- Фрагмент документа -
>>>>>

Желание сына представить своего отца в лучшем свете понятно. Но отнесёмся к его словам с вниманием, так как они частично подтверждаются и другими источниками. В методах следствия Ленинградского УНКВД тех лет действительно упоминается один из любимых приёмов Заковского — угроза подследственному с дореволюционным партийным стажем представить его как агента царской охранки. Леонид Заковский тогда активно рвался к высшей власти в органах внутренних дел — принял активное участие в смещении Ягоды и, вполне вероятно, видел себя преемником Ежова на посту наркома НКВД. Ленинградские процессы с участием заметных фигур в руководстве партии стали для него одним из способов пробить себе путь наверх, а материалы о дореволюционном сотрудничестве с «охранкой» были тогда в глазах большевиков одним из самых убойных компроматов.
Другой кировский выдвиженец, Александр Угаров, несколько дольше продержался при Жданове, занимая в 1934— 1938 годах пост второго секретаря Ленинградского горкома. В начале 1938 года Угарова, не без протекции Жданова, переведут из Ленинграда с повышением, на должность первого секретаря Московского горкома и обкома партии, а осенью того же года арестуют. В протоколе допроса Александра Ивановича Угарова от 4 ноября 1938 года зафиксированы следующие показания:
«После первых же дней приезда Жданова в Ленинград Чудов и Кадацкий повели сначала глухую, а затем и открытую борьбу как бы против Жданова… В начале 1935 года после одного из заседаний бюро в своём кабинете Кадацкий завёл со мной следующий разговор: "Ну вот, приехал Жданов. Сегодня вышибут Чудова, завтра — Кадацкого и Струппе, затем и тебя". По адресу ЦК Кадацкий сказал следующее: "Вот каково отношение ЦК и Сталина к нам. Ленинградским кадрам не доверяют. Жданова послали на спасение Ленинграда"…»
Дальнейшие показания о террористических приготовлениях, скорее всего, плоды работы следователей, оформлявших в таком духе все дела подобного рода. Но такой разговор партийных руководителей не представляется фантастикой, особенно в глазах Жданова или Сталина.

<<<<<

- Поставленная задача 1 -
Выведите из фрагмента о Жданове текст от слов «Желание сына представить» до слов «самых убойных компроматов.» включительно.
- Поставленная задача 2 -
Можно ли сжато пересказать абзац фрагмента о Жданове, начинающийся словами «Другой кировский выдвиженец», сохранив его основные факты?
- Поставленная задача 3 -
Как мог бы продолжаться фрагмент о Жданове? Напишите следующую часть после его последней фразы.
Эти данные для работы не понадобятся.

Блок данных

>>>>>

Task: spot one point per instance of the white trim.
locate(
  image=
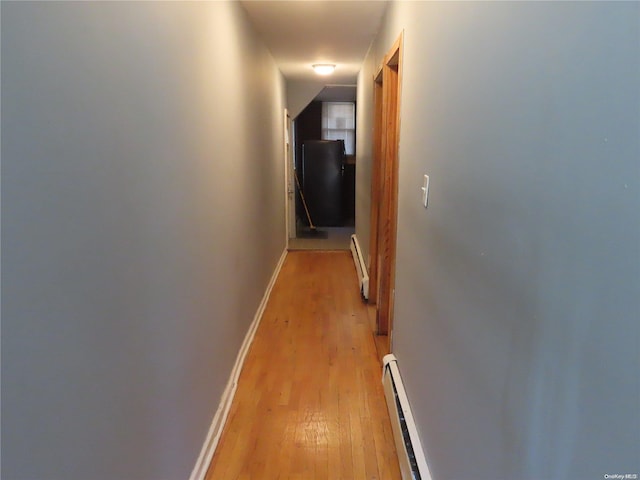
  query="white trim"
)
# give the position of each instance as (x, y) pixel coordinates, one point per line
(390, 364)
(220, 418)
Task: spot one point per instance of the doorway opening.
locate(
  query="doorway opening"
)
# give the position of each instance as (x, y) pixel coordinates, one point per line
(322, 211)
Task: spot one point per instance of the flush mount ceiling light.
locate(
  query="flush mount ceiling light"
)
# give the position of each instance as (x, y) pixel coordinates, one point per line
(324, 68)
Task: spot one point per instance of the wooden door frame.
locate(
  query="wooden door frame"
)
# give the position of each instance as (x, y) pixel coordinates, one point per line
(384, 188)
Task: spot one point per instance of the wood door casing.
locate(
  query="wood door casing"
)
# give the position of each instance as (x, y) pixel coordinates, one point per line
(386, 180)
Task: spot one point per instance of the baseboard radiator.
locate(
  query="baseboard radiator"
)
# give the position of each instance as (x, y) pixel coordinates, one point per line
(413, 464)
(363, 276)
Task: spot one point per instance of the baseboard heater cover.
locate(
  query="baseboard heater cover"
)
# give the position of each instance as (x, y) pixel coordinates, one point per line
(413, 464)
(363, 276)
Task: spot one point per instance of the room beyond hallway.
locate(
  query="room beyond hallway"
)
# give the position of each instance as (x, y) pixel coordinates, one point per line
(309, 403)
(328, 238)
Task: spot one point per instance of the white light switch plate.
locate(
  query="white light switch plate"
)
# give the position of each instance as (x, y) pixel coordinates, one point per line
(425, 191)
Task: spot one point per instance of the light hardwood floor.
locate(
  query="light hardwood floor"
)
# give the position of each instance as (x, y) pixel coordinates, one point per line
(309, 403)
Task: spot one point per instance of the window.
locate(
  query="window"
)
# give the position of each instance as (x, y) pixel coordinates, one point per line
(339, 123)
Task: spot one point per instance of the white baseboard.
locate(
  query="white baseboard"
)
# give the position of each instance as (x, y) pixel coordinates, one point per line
(220, 418)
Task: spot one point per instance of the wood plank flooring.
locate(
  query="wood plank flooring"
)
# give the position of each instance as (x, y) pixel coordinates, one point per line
(309, 403)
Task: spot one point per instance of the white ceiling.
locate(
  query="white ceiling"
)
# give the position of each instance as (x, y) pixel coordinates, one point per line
(301, 33)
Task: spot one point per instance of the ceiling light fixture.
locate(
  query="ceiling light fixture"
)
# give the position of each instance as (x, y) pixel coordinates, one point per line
(324, 68)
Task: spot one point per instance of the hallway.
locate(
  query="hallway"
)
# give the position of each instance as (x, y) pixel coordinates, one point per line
(309, 402)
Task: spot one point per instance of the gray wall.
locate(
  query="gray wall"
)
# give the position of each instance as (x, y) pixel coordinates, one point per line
(142, 217)
(518, 289)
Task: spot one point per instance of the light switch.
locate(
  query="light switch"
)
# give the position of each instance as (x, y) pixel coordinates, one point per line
(425, 191)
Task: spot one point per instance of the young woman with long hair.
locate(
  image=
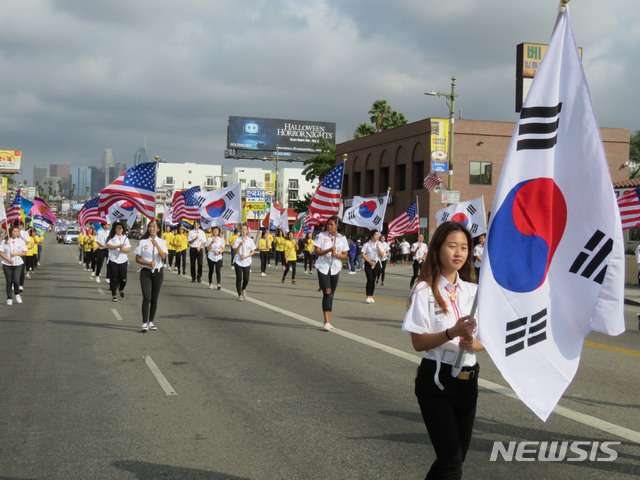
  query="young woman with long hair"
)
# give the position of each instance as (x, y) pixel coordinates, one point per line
(118, 246)
(331, 249)
(150, 253)
(438, 321)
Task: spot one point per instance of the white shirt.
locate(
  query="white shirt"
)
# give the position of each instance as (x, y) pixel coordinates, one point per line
(478, 250)
(115, 255)
(199, 238)
(149, 253)
(11, 246)
(419, 250)
(215, 253)
(327, 264)
(245, 249)
(371, 251)
(417, 318)
(101, 238)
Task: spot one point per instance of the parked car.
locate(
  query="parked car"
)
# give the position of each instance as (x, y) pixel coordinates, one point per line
(71, 236)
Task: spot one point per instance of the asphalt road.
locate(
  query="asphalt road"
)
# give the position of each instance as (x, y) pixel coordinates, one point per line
(256, 390)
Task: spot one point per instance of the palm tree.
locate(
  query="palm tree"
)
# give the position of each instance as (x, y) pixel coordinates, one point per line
(379, 110)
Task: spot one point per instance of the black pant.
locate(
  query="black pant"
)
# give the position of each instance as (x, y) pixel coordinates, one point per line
(448, 415)
(101, 255)
(328, 283)
(371, 273)
(383, 267)
(12, 276)
(416, 271)
(181, 259)
(117, 276)
(242, 278)
(290, 264)
(196, 256)
(214, 265)
(264, 260)
(150, 283)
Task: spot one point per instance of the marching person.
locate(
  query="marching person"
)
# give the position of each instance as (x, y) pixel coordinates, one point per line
(419, 252)
(196, 241)
(290, 257)
(243, 250)
(118, 246)
(12, 251)
(150, 253)
(179, 241)
(438, 321)
(215, 249)
(331, 248)
(372, 254)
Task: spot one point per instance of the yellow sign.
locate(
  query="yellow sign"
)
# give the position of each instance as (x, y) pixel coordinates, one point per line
(256, 207)
(10, 160)
(439, 144)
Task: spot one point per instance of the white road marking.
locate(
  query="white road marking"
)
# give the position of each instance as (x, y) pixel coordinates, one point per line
(588, 420)
(168, 389)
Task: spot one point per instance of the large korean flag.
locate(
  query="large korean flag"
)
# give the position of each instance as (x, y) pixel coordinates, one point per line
(554, 260)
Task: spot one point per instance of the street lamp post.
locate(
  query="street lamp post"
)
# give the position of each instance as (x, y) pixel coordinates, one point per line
(451, 103)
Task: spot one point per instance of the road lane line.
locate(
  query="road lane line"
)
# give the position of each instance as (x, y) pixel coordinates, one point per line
(588, 420)
(166, 386)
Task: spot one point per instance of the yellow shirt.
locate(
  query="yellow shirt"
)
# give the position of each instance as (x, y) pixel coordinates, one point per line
(290, 249)
(179, 242)
(280, 244)
(168, 237)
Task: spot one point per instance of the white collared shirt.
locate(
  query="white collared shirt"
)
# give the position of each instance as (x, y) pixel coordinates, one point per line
(418, 319)
(115, 255)
(216, 251)
(149, 253)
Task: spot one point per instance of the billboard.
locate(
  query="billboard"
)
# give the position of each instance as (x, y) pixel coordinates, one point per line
(268, 134)
(439, 144)
(10, 161)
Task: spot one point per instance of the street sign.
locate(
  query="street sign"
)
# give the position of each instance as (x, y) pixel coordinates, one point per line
(450, 196)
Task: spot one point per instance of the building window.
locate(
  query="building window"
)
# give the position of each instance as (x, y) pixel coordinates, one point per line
(479, 173)
(368, 182)
(401, 178)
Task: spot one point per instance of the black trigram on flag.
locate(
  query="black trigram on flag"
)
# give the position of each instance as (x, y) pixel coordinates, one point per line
(541, 132)
(595, 259)
(525, 332)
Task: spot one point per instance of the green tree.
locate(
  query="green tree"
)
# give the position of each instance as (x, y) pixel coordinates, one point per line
(319, 166)
(634, 155)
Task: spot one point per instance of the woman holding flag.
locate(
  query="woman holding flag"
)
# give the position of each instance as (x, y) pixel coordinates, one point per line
(437, 319)
(331, 248)
(243, 249)
(150, 253)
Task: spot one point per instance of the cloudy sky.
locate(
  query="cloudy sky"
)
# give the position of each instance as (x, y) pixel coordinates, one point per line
(79, 76)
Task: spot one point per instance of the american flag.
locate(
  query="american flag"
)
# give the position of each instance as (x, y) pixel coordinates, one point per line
(185, 205)
(629, 205)
(326, 201)
(137, 185)
(407, 222)
(13, 212)
(90, 212)
(432, 182)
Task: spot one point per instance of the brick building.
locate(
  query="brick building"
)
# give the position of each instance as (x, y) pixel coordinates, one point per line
(400, 159)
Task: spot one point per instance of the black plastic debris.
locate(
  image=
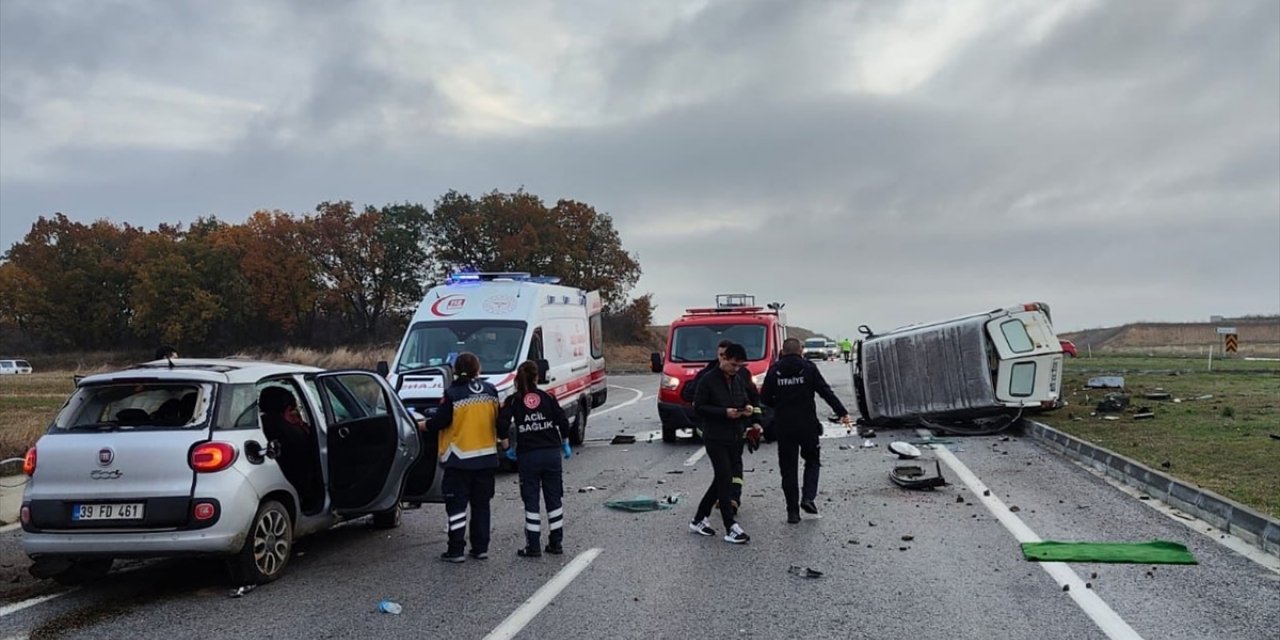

<<<<<

- Результат выполнения 1 -
Желание сына представить своего отца в лучшем свете понятно. Но отнесёмся к его словам с вниманием, так как они частично подтверждаются и другими источниками. В методах следствия Ленинградского УНКВД тех лет действительно упоминается один из любимых приёмов Заковского — угроза подследственному с дореволюционным партийным стажем представить его как агента царской охранки. Леонид Заковский тогда активно рвался к высшей власти в органах внутренних дел — принял активное участие в смещении Ягоды и, вполне вероятно, видел себя преемником Ежова на посту наркома НКВД. Ленинградские процессы с участием заметных фигур в руководстве партии стали для него одним из способов пробить себе путь наверх, а материалы о дореволюционном сотрудничестве с «охранкой» были тогда в глазах большевиков одним из самых убойных компроматов.

- Результат выполнения 2 -
Александр Угаров, выдвиженец Кирова, в 1934–1938 годах был вторым секретарём Ленинградского горкома. В начале 1938 года его, не без протекции Жданова, с повышением перевели на должность первого секретаря Московского горкома и обкома партии, а осенью того же года арестовали. Его показания зафиксированы в протоколе допроса от 4 ноября 1938 года.

- Результат выполнения 3 -
В наше куда более «травоядное» время за подобные разговоры и настроения высокопоставленных чиновников увольняют как «утративших доверие». Тогда нравы были куда жёстче. Но главное, люди тех лет на собственном опыте хорошо знали, к чему приводит подобная невинная болтовня. В недалёком прошлом подобные разговоры думских либералов и царских генералов привели к краху трёхсотлетнюю династию, ввергнув в кровавый хаос большую империю…
1937-й от 1917-го отделяли всего два десятилетия. В отличие от царских генералов и министров советские, помимо того что имели большой опыт интриг, лично участвовали в вооружённой внутренней борьбе. Вот почему основанные на «кухонных» разговорах показания о готовящихся заговорах, покушениях и переворотах не казались современникам фантастикой или злым вымыслом.
Из того же протокола допроса Угарова от 4 ноября 1938 года: «…После одного из заседаний бюро обкома Кадацкий попросил меня зайти к нему. В его кабинете после небольшого разговора по текущим хозяйственным делам он перешёл к главной цели беседы со мной. "Видишь ли, — сказал мне Кадацкий, — мы с тобой часто брюзжим, скулим, выражаем недовольство политикой партии, а какой из этого прок? Всё равно всё останется по-старому. А ЦК гнёт свою линию, и чем дальше, тем круче… Нельзя сидеть сложа руки. Надо добиваться изменения курса партийной политики. Иначе индустриализация страны и коллективизация сельского хозяйства заведут чёрт знает куда"…»
Вот такая негласная оппозиция курсу Сталина, сменившая открытую оппозицию Троцкого, Зиновьева или Бухарина, и была окончательно уничтожена в 1936—1939 годах. Впрочем, как упоминалось выше, это лишь одна составляющая сложного и противоречивого процесса политических репрессий 1930-х годов.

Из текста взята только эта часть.